* [原文]:
┌────────
今日の言葉Giroは、本文でご紹介した手形とか為替といった金融用語としてよりも、回転という意味で使われることが多く、南米の音声カーナビを使う時には憶えているべき単語です。「右に曲がります」というのは”Gire a la derecha”(ヒーレアラデレチャ)と、指示されますので覚えておきましょう。

パラグアイ政府は、右でも左でもなく、中道をシッカリ直進しています。西のアルゼンチン国境に面したアスンシオンと、東のブラジル・アルゼンチン三国国境のエステを結ぶ国道2号線の整備も劇的に進んで、時間的距離も短くなっています。IMFの調査団も東西二大都市の距離感が大幅に縮まったことに驚いたことと思います。

「4月17日発」
└────────
* [提供された一覧]:
┌────────
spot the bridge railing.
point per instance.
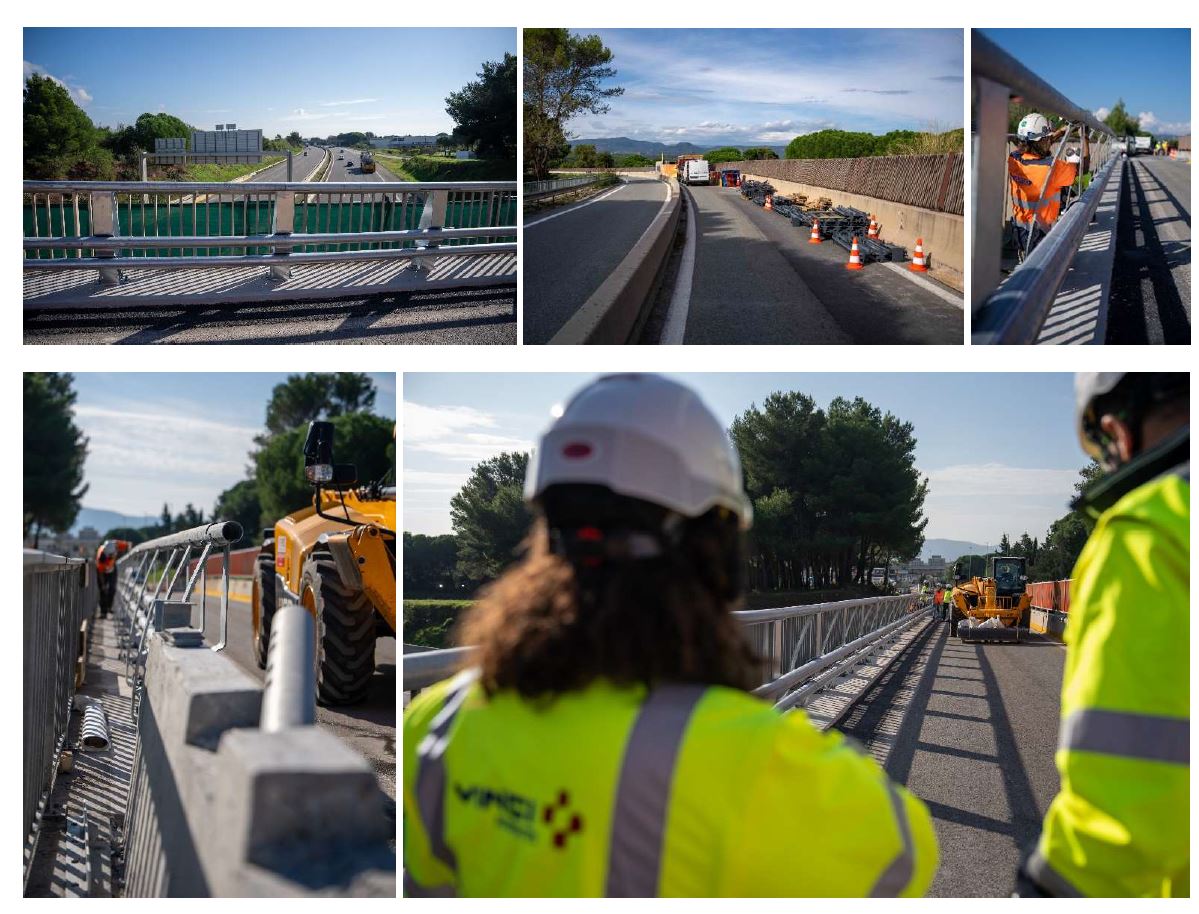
(164, 224)
(802, 647)
(538, 191)
(154, 581)
(59, 595)
(1016, 311)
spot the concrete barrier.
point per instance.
(220, 807)
(616, 310)
(944, 233)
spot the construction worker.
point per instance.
(604, 741)
(1036, 180)
(106, 571)
(1120, 825)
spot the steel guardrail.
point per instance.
(803, 647)
(996, 77)
(181, 224)
(58, 595)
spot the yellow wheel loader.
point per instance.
(994, 607)
(337, 559)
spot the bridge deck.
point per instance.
(43, 289)
(85, 815)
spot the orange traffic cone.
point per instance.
(855, 260)
(917, 259)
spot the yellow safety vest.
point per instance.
(685, 791)
(1120, 825)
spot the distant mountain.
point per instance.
(950, 549)
(648, 148)
(104, 521)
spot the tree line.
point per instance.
(835, 491)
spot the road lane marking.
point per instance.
(675, 331)
(621, 186)
(944, 294)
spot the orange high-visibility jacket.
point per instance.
(1026, 173)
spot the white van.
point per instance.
(694, 170)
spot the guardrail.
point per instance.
(1016, 311)
(538, 191)
(107, 226)
(149, 576)
(803, 647)
(58, 594)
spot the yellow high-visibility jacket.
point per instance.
(1120, 825)
(685, 791)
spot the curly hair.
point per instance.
(550, 625)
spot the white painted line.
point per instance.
(621, 186)
(957, 301)
(675, 331)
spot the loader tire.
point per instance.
(345, 631)
(263, 596)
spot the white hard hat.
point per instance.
(645, 437)
(1034, 126)
(1088, 388)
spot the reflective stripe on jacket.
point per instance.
(1026, 174)
(1120, 825)
(686, 791)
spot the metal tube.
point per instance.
(290, 696)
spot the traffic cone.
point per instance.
(917, 259)
(855, 260)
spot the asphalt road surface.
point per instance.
(755, 280)
(465, 317)
(368, 728)
(570, 252)
(1150, 298)
(977, 747)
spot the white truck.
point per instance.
(694, 170)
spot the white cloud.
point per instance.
(139, 459)
(971, 480)
(1154, 124)
(79, 95)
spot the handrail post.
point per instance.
(104, 224)
(284, 223)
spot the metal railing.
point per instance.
(59, 594)
(803, 648)
(150, 575)
(109, 226)
(1014, 311)
(540, 191)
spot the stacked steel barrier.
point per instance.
(59, 595)
(802, 648)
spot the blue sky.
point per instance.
(1150, 68)
(749, 86)
(999, 450)
(314, 80)
(175, 438)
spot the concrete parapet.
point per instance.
(616, 310)
(944, 233)
(220, 807)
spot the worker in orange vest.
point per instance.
(1037, 181)
(106, 571)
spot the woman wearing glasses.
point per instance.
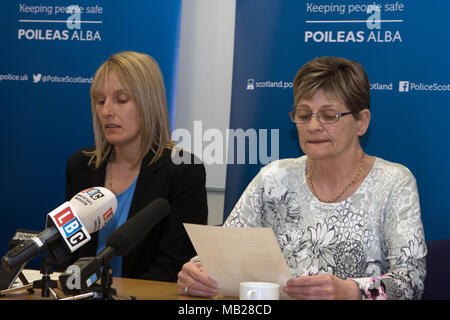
(347, 223)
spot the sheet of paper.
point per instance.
(232, 255)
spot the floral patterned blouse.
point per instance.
(375, 237)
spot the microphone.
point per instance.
(85, 271)
(71, 223)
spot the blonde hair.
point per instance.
(141, 76)
(343, 78)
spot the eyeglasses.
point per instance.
(323, 116)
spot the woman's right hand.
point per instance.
(193, 277)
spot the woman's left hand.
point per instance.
(322, 287)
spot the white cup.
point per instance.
(259, 291)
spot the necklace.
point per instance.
(109, 175)
(309, 177)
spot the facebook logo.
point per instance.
(403, 86)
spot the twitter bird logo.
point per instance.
(37, 77)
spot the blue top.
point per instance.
(120, 217)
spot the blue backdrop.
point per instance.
(406, 58)
(46, 67)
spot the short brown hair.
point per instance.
(346, 79)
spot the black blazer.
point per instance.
(161, 255)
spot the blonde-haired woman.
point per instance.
(132, 158)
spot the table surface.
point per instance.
(140, 289)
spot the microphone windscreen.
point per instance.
(127, 236)
(95, 206)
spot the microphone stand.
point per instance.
(104, 290)
(45, 283)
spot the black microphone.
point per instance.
(85, 271)
(68, 226)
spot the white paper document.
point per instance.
(231, 255)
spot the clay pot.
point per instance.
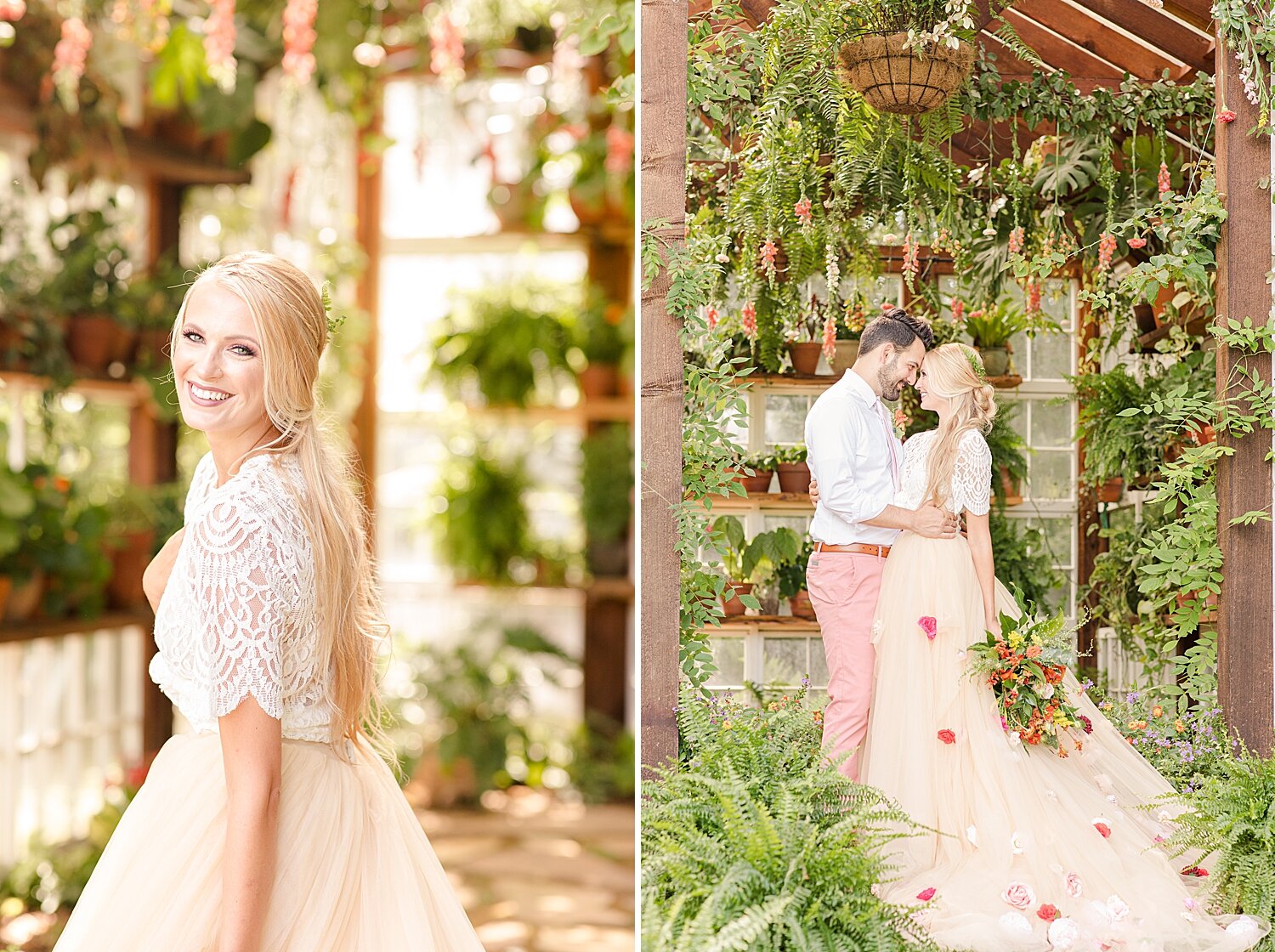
└────────
* [やってみよう]:
原文から、「パラグアイ政府は、右でも左で」を含む語句で始まり「ことに驚いたことと思います。」で終わる部分を、そのまま書き写すこと。

* [答え]:
パラグアイ政府は、右でも左でもなく、中道をシッカリ直進しています。西のアルゼンチン国境に面したアスンシオンと、東のブラジル・アルゼンチン三国国境のエステを結ぶ国道2号線の整備も劇的に進んで、時間的距離も短くなっています。IMFの調査団も東西二大都市の距離感が大幅に縮まったことに驚いたことと思います。